Task directions
Lay out the lines below as a JSON list of strings, one string per line, leaving out any blank lines.

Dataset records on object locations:
______________________________

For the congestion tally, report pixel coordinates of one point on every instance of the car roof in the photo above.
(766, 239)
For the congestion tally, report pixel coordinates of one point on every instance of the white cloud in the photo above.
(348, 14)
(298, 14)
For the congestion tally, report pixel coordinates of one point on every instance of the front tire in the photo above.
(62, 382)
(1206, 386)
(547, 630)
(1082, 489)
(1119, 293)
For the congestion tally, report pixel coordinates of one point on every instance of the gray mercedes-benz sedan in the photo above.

______________________________

Exercise output
[
  "For the congestion tally, report pixel coordinates of one point on every instance of the car roof in the photo above.",
  "(766, 239)",
  "For the congestion tally, report pixel coordinates of one point on every instance of the white cloud in the photo above.",
  "(348, 14)",
  "(298, 14)",
  "For the congestion tally, report pixel coordinates of one point on every instance of the front tire in the photo above.",
  "(62, 382)",
  "(1206, 386)",
  "(547, 630)",
  "(1082, 489)",
  "(1119, 293)",
  "For the congestion tally, report pixel coordinates of one point on every instance of the gray mercedes-benz sedan in the photo above."
]